Given data:
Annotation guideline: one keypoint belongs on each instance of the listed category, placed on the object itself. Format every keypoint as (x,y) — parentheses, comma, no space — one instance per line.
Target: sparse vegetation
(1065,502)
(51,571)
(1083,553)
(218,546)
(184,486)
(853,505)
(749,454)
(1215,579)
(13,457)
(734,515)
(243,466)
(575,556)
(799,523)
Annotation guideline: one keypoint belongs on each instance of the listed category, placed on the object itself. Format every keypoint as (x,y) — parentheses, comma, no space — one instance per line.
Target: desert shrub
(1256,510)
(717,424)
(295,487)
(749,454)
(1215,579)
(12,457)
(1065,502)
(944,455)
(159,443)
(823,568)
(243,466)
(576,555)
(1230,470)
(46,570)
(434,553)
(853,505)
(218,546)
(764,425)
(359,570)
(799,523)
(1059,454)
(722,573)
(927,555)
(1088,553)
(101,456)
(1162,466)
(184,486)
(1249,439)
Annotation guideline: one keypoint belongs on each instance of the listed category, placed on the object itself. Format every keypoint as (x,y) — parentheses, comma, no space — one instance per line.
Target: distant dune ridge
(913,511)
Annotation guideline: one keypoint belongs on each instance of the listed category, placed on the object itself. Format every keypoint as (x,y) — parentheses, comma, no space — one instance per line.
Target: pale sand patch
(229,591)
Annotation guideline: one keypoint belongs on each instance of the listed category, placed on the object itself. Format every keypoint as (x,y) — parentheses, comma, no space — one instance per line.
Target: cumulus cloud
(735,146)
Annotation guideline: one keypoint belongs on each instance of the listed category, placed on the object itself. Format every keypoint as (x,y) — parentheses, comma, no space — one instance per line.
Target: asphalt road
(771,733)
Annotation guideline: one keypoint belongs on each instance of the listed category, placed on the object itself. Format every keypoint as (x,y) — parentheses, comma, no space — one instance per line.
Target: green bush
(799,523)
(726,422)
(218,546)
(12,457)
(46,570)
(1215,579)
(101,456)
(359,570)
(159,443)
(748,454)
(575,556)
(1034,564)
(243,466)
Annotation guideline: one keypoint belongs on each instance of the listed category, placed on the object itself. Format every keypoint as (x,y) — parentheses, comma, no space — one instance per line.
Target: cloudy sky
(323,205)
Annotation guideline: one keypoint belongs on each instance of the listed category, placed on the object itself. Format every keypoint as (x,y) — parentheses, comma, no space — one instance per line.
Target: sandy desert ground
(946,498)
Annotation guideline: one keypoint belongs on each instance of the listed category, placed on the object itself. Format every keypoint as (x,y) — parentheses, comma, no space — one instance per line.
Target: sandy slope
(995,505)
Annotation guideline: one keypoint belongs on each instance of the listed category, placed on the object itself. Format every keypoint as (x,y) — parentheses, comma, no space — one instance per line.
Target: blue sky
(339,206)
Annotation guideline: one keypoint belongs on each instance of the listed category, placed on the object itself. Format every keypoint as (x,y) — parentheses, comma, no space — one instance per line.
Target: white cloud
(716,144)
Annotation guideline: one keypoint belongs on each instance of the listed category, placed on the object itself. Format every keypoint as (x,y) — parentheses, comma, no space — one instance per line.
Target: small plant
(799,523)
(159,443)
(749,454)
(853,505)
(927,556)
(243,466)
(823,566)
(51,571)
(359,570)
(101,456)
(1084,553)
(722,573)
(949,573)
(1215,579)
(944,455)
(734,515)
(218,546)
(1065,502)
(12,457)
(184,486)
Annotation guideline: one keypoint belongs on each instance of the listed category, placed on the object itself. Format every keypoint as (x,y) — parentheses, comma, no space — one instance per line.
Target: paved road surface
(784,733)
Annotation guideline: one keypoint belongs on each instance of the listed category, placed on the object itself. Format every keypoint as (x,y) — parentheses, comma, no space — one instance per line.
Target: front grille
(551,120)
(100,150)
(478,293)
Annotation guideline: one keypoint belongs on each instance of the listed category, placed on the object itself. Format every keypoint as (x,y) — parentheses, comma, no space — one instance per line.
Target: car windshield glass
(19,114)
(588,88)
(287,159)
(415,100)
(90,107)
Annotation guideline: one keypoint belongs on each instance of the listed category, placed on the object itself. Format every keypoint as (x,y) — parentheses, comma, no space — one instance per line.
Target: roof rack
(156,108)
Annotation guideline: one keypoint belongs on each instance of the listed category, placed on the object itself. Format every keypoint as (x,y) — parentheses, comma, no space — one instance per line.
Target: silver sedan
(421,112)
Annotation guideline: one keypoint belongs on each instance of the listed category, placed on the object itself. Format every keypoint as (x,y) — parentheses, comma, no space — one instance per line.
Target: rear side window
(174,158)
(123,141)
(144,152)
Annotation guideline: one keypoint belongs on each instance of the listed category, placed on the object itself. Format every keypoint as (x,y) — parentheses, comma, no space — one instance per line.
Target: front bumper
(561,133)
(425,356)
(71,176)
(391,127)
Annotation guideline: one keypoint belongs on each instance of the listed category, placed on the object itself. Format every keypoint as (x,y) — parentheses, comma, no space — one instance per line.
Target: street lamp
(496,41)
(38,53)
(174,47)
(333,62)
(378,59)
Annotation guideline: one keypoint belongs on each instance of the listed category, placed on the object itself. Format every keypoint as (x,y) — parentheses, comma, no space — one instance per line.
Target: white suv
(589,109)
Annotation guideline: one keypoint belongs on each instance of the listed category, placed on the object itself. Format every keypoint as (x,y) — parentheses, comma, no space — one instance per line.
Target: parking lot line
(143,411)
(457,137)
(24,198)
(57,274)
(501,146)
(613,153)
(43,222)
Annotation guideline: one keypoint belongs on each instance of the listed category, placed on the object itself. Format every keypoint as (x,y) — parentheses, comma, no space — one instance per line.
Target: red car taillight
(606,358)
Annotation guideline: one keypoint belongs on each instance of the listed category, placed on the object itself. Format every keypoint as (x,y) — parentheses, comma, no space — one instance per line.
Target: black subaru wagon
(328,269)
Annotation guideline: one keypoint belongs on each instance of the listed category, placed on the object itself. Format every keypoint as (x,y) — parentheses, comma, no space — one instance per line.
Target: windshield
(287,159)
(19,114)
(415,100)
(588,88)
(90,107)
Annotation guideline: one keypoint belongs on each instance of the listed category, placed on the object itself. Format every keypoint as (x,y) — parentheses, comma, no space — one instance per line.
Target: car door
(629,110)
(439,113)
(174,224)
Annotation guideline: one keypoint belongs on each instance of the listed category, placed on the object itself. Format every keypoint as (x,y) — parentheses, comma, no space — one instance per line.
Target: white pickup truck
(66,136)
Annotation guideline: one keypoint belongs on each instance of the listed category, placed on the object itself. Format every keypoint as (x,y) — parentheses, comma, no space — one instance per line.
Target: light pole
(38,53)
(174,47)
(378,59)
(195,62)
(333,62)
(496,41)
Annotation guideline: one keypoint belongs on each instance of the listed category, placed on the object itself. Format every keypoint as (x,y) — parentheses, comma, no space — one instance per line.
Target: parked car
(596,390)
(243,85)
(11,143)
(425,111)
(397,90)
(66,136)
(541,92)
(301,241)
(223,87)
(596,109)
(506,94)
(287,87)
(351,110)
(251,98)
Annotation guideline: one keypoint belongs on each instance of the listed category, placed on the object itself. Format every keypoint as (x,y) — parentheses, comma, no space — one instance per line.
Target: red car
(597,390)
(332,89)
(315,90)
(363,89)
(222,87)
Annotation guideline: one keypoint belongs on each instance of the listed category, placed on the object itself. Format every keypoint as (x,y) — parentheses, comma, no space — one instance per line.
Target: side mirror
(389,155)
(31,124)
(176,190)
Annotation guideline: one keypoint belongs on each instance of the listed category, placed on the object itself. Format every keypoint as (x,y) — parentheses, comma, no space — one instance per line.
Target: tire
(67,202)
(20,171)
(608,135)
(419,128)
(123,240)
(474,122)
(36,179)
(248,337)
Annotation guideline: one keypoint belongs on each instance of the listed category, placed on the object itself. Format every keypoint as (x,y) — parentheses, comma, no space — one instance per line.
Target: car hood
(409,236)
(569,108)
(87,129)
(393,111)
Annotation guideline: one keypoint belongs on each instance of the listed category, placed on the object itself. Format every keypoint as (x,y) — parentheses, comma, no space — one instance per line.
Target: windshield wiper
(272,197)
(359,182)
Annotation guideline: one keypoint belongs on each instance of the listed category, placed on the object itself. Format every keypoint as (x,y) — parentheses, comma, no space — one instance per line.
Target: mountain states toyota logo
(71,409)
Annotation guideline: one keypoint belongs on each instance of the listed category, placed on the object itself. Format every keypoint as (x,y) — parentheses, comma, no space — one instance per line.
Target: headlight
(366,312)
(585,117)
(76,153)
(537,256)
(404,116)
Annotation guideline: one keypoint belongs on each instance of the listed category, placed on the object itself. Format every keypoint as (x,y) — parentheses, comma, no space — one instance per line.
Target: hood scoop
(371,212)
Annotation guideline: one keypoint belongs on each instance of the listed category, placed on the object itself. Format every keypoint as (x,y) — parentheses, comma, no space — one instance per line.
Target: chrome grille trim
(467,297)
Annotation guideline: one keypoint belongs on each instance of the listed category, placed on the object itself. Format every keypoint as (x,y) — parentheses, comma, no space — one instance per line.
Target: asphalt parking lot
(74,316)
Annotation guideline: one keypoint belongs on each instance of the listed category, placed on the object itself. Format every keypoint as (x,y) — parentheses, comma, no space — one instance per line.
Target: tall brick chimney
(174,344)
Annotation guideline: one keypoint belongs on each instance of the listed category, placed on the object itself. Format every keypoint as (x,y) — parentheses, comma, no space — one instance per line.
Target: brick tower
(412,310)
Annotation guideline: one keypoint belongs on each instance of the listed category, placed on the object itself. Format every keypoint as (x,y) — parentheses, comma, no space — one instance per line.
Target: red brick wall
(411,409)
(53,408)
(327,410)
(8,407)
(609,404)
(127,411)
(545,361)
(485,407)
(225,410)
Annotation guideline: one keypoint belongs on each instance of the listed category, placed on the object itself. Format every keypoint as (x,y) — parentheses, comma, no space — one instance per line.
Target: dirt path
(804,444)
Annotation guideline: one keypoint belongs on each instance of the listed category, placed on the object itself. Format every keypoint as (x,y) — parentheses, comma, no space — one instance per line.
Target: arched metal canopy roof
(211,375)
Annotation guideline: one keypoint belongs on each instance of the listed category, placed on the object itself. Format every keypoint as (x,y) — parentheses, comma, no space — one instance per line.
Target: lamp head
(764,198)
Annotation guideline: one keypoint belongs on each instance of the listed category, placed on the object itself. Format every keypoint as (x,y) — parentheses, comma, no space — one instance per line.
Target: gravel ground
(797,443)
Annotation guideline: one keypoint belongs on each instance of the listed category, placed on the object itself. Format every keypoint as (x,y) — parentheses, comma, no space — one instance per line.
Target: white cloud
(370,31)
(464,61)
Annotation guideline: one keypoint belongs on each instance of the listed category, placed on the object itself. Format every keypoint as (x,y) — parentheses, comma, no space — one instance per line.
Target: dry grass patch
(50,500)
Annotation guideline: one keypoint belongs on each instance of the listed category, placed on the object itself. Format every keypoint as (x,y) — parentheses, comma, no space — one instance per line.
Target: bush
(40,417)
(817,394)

Task objective:
From the line containing "Target: dirt path" down to the last line of the listing above, give every line again exactly, and add nothing.

Solution for this exercise:
Target: dirt path
(804,444)
Annotation guideline: one keypoint belongs on each instance of the listed category, placed on the object itself. Format every keypoint as (x,y) — parentheses, comma, no space — one instance per line.
Target: arched metal canopy roof
(211,375)
Annotation guideline: one keypoint belongs on each instance of the listed category, placed on the object itself. Format every keypoint as (x,y) — parentheses, comma, no space — one instance per line.
Target: lamp head
(764,198)
Annotation guideline: one keypoint belongs on each instance of the listed category, placed on the object itself. Format every keypoint as (x,y) — parentheses, comma, no space — one instance per line.
Target: gravel ground
(797,443)
Annotation guideline: one keypoint belongs on each instance of the listed category, placed on the object itself. Format every keypoint as (x,y) — parentheses, comma, no space — one instance per line.
Target: white cloud
(370,31)
(464,61)
Annotation guideline: one keypoint belongs on each instance of the listed category, placed on the object itself. Format every keypoint as (x,y) — parentheses, comma, no space — one instance per line.
Target: dry grass patch
(50,500)
Annotation guideline: one keypoint belongs on each instance of the listed category, placed on the object itself. Format every keypoint as (x,y) — parentheses, comma, no space — one instance per line.
Target: bush
(40,417)
(817,394)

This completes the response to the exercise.